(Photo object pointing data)
_ _ _ _
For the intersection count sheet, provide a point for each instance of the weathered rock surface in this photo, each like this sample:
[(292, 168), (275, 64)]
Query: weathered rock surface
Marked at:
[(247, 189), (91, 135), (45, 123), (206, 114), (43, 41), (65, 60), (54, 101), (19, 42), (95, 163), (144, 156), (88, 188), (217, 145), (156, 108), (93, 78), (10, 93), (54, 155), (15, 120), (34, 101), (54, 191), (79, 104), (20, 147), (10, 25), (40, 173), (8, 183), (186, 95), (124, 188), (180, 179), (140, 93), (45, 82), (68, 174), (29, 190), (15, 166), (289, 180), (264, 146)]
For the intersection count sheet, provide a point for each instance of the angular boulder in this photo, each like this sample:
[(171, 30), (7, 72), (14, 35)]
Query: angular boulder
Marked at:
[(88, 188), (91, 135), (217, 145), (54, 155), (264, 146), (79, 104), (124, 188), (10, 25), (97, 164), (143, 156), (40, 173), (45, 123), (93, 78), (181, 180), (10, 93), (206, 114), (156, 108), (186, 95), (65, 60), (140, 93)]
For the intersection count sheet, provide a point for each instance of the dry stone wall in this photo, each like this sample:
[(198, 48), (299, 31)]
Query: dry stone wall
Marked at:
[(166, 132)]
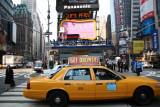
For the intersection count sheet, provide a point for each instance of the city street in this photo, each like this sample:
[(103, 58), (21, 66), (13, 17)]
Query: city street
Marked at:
[(14, 97)]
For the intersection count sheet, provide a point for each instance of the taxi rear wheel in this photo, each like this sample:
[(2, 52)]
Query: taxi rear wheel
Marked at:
[(57, 99), (143, 96)]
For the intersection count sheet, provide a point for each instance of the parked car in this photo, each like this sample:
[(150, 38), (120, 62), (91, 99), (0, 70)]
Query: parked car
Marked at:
[(29, 64), (38, 66), (146, 64), (46, 72), (91, 83)]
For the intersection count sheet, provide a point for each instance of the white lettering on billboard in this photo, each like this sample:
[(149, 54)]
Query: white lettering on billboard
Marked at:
[(146, 9)]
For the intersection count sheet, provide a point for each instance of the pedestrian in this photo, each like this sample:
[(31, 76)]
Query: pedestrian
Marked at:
[(125, 66), (119, 63), (114, 64), (121, 66), (9, 79), (138, 67), (133, 64)]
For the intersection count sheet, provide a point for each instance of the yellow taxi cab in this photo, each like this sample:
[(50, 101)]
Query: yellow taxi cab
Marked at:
[(91, 83)]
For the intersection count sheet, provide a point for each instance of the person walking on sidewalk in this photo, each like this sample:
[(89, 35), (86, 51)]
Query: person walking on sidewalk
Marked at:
[(138, 67), (9, 77), (114, 65)]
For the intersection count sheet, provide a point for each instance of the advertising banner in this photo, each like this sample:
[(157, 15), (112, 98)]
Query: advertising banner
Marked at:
[(147, 27), (155, 40), (3, 41), (123, 34), (85, 28), (146, 9), (88, 60), (138, 46)]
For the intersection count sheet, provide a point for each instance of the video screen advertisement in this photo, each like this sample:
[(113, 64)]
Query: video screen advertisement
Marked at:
[(86, 29), (155, 40), (76, 5), (147, 27), (3, 40), (146, 9)]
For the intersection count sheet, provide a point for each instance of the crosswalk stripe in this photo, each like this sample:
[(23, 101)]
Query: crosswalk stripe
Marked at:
[(12, 93)]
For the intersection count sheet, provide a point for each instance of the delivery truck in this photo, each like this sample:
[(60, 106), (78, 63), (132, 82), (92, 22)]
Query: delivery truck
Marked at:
[(12, 60)]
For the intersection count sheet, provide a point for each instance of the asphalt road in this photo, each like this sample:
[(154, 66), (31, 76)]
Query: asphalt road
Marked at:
[(15, 98)]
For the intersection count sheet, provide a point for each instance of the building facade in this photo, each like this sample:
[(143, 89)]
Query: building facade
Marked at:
[(88, 35), (24, 32), (37, 28), (6, 25)]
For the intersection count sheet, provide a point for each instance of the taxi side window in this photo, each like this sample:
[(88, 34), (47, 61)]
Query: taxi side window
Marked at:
[(104, 74), (78, 74)]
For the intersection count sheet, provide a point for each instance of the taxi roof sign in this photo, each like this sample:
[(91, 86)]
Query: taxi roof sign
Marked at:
[(87, 60)]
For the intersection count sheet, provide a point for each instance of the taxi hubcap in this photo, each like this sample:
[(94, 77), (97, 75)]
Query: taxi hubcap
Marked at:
[(143, 96), (57, 100)]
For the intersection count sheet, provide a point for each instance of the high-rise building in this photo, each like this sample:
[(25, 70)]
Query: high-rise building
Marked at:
[(135, 18), (6, 39), (24, 32), (37, 32), (121, 22)]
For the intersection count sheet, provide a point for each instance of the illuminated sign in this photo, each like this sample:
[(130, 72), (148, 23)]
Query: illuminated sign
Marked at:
[(147, 27), (65, 5), (138, 46), (77, 6), (146, 9), (85, 28), (88, 60), (155, 40), (72, 36), (123, 34), (78, 15)]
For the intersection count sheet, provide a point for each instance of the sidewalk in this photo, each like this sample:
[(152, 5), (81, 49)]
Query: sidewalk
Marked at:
[(125, 72)]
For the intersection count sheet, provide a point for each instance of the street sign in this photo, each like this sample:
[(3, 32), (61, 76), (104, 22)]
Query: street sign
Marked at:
[(48, 33)]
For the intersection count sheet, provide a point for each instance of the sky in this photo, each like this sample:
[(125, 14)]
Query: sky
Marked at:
[(42, 7)]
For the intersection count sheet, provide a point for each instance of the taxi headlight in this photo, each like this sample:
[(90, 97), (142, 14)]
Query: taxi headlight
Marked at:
[(157, 86)]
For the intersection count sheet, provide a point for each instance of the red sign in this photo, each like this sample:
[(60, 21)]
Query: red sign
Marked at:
[(90, 60)]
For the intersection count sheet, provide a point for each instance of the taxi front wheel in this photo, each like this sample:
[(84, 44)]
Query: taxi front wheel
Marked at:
[(57, 99), (143, 96)]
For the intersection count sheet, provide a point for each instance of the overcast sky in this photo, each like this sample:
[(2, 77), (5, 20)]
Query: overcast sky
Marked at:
[(42, 7)]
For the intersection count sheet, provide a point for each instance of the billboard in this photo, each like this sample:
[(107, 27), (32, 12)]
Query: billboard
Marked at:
[(147, 27), (155, 40), (88, 60), (3, 36), (85, 28), (77, 5), (14, 32), (138, 46), (146, 9), (123, 34), (122, 42)]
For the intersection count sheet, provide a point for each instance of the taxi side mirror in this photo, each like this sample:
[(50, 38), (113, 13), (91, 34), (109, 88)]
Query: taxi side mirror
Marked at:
[(118, 78)]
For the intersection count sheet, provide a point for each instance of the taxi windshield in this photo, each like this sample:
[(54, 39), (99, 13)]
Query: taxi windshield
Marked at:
[(53, 74)]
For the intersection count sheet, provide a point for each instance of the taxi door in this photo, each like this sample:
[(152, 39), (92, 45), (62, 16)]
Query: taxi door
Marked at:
[(79, 84), (107, 87)]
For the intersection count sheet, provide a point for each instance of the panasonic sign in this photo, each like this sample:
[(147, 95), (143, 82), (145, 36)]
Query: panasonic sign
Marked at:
[(77, 6)]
_ _ _ _
REQUIREMENTS: Render every line of the data above as a JSON list of strings, one string per line, with blank lines omitted and the pictures left out.

TASK RESPONSE:
[
  "For the intersection count sheet, provide a point for each instance of the weathered rock surface in this photo, each like this sample:",
  "[(292, 168), (275, 64)]",
  "Query: weathered rock surface",
  "Marked at:",
  "[(247, 189), (91, 135), (45, 123), (206, 114), (43, 41), (65, 60), (54, 101), (19, 42), (95, 163), (144, 156), (88, 188), (217, 145), (156, 108), (93, 78), (10, 93), (54, 155), (15, 120), (34, 101), (54, 191), (79, 104), (20, 147), (10, 25), (40, 173), (8, 183), (186, 95), (124, 188), (180, 179), (140, 93), (45, 82), (68, 174), (29, 190), (15, 166), (289, 180), (264, 146)]",
  "For the intersection count sheet, provide a point for each instance of the angular boulder in this photo, each like this sample:",
  "[(171, 30), (7, 72), (14, 35)]",
  "Query: angular boulder",
  "Marked at:",
  "[(88, 188), (91, 135), (217, 145), (54, 155), (264, 146), (79, 104), (124, 188), (10, 25), (97, 164), (143, 156), (40, 173), (45, 123), (93, 78), (181, 180), (10, 93), (206, 114), (156, 108), (186, 95), (65, 60), (140, 93)]",
  "For the intersection count sheet, provide a point for each instance of the dry stone wall in this photo, each like this sample:",
  "[(198, 48), (299, 31)]",
  "Query: dry stone wall",
  "Marked at:",
  "[(166, 132)]",
  "For the intersection count sheet, provide a point for each instance of the city street in this photo, each like this sample:",
  "[(103, 58), (21, 66), (13, 17)]",
  "Query: city street",
  "Marked at:",
  "[(14, 97)]",
  "For the intersection count sheet, provide a point for each instance of the taxi rear wheel in this photo, each like this sample:",
  "[(2, 52)]",
  "Query: taxi rear wheel",
  "Marked at:",
  "[(57, 99), (143, 96)]",
  "For the intersection count sheet, provide a point for each instance of the parked car in this photo, each like this sample:",
  "[(150, 38), (120, 62), (91, 99), (0, 70)]",
  "Query: parked car",
  "Marked at:",
  "[(29, 64), (38, 66), (146, 64), (46, 72), (91, 83)]",
  "For the intersection count sheet, provide a point for each instance of the white lettering on billboard in this photo, each like this sample:",
  "[(149, 54)]",
  "Query: white lettering on billboard",
  "Marked at:",
  "[(146, 9)]",
  "For the intersection count sheet, provide a point for each instance of the pedestrian in this photo, each like this sample:",
  "[(31, 76)]",
  "Query: pedestrian",
  "Marked at:",
  "[(125, 66), (119, 63), (114, 64), (121, 66), (9, 79), (138, 67), (133, 64)]",
  "For the intersection count sheet, provide a point for each instance of the yellow taxi cab in this photo, each like this sample:",
  "[(50, 101)]",
  "Query: yellow taxi cab",
  "Marked at:",
  "[(91, 83)]",
  "For the intersection count sheet, provide a point for each instance of the person walking on sidewalk in this photo, each like this sample:",
  "[(89, 35), (86, 51)]",
  "Query: person walking on sidewalk",
  "Marked at:",
  "[(138, 67), (9, 77), (114, 65)]",
  "For the intersection count sheet, provide a point for each instance of the advertising banner in this photo, each like this sample:",
  "[(157, 15), (112, 98)]",
  "Query: advertising banner",
  "Marked at:",
  "[(147, 27), (155, 40), (3, 41), (123, 34), (85, 28), (146, 9), (88, 60), (138, 46)]",
  "For the intersection count sheet, provide a point for each instance of the video screen advertisement in this photo, each like this sample:",
  "[(113, 64)]",
  "Query: video screen advertisement",
  "Marked at:",
  "[(86, 29), (155, 40), (76, 5), (147, 27), (3, 40), (146, 9)]",
  "For the intersection count sheet, provide a point for each instance of the crosswalk stripe in this photo, each like this sample:",
  "[(23, 101)]",
  "Query: crosswalk stripe",
  "Marked at:",
  "[(12, 93)]",
  "For the intersection count sheet, provide a point for each instance of the delivery truck in this photo, each like this sample:",
  "[(60, 106), (78, 63), (132, 82), (92, 22)]",
  "Query: delivery truck",
  "Marked at:",
  "[(12, 60)]",
  "For the intersection count sheet, provide a point for each instance of the asphalt road in this photo, each like this sample:",
  "[(154, 66), (31, 76)]",
  "Query: asphalt road",
  "Marked at:",
  "[(15, 98)]",
  "For the intersection count sheet, provide a point for each instance of the building facade in this photo, each like this sample:",
  "[(143, 89)]",
  "Query: building facade",
  "Marked at:",
  "[(88, 35), (24, 32), (37, 28), (6, 25)]",
  "For the intersection count sheet, provide a point for each instance of the taxi side window in this photo, each like this sample:",
  "[(88, 34), (47, 61)]",
  "Query: taxi side window",
  "Marked at:",
  "[(104, 74), (78, 74)]",
  "For the intersection count sheet, provide a point for each instance of the taxi roof sign in this photo, each like this sample:",
  "[(91, 86)]",
  "Query: taxi roof sign",
  "Marked at:",
  "[(87, 60)]",
  "For the intersection count sheet, provide a point for each instance of the taxi hubcap in this photo, each like this sample:",
  "[(94, 77), (97, 75)]",
  "Query: taxi hubcap",
  "Marked at:",
  "[(143, 96), (57, 100)]",
  "For the intersection count sheet, provide a point for each instance of the high-rise building in this photo, each like this sample:",
  "[(25, 70)]",
  "Query: high-rise building",
  "Marked at:",
  "[(135, 18), (6, 39), (24, 32), (37, 32), (121, 22)]",
  "For the intersection count sheet, provide a point for each instance of the illuminated sign in this photo, each like this sample:",
  "[(130, 72), (148, 23)]",
  "Query: illuminated sign",
  "Marked at:",
  "[(147, 27), (65, 5), (138, 46), (77, 6), (146, 9), (85, 28), (88, 60), (155, 40), (72, 36), (123, 34), (78, 15)]",
  "For the intersection count sheet, provide a point for each instance of the sidewalk in this photo, each like this sample:",
  "[(152, 5), (81, 49)]",
  "Query: sidewalk",
  "Marked at:",
  "[(125, 72)]",
  "For the intersection count sheet, provide a point for each instance of the street sign in this photo, each like this sample:",
  "[(3, 32), (61, 76), (104, 22)]",
  "Query: street sign",
  "Marked at:",
  "[(48, 33)]",
  "For the intersection count sheet, provide a point for each instance of the sky in this photo, each like this sample:",
  "[(125, 14)]",
  "Query: sky",
  "Marked at:",
  "[(42, 7)]",
  "For the intersection count sheet, provide a point for each instance of the taxi headlight in this photo, each like this sample:",
  "[(90, 97), (142, 14)]",
  "Query: taxi headlight",
  "Marked at:",
  "[(157, 86)]",
  "For the intersection count sheet, provide a point for each instance of the red sign in this photo, each like this sample:",
  "[(60, 21)]",
  "Query: red sign",
  "Marked at:",
  "[(90, 60)]",
  "For the intersection count sheet, provide a point for each instance of the taxi front wheel in this photo, each like this sample:",
  "[(84, 44)]",
  "Query: taxi front wheel",
  "Marked at:",
  "[(57, 99), (143, 96)]",
  "For the intersection count sheet, provide a point for each instance of the overcast sky in this photo, each like this sample:",
  "[(2, 77), (5, 20)]",
  "Query: overcast sky",
  "Marked at:",
  "[(42, 7)]",
  "For the intersection count sheet, provide a point for each instance of the billboard in this photo, each like this sample:",
  "[(107, 27), (32, 12)]",
  "Query: billboard",
  "Marked at:",
  "[(147, 27), (155, 40), (88, 60), (3, 36), (85, 28), (77, 5), (14, 32), (138, 46), (146, 9), (123, 34), (122, 42)]",
  "For the intersection count sheet, provide a point for each instance of the taxi side mirror in this photo, each like this sample:",
  "[(50, 38), (113, 13), (91, 34), (109, 88)]",
  "Query: taxi side mirror",
  "Marked at:",
  "[(118, 78)]",
  "For the intersection count sheet, provide a point for each instance of the taxi windshield in this photo, each like this sample:",
  "[(54, 39), (99, 13)]",
  "Query: taxi windshield",
  "Marked at:",
  "[(53, 74)]",
  "For the intersection count sheet, provide a point for each instance of the taxi door in this photo, each like this sample:",
  "[(152, 39), (92, 45), (62, 16)]",
  "Query: taxi door",
  "Marked at:",
  "[(79, 84), (107, 87)]",
  "For the intersection count sheet, provide a point for each instance of the panasonic sign in this photo, each like this sample:",
  "[(147, 95), (143, 82), (145, 36)]",
  "Query: panasonic sign",
  "Marked at:",
  "[(77, 6)]"
]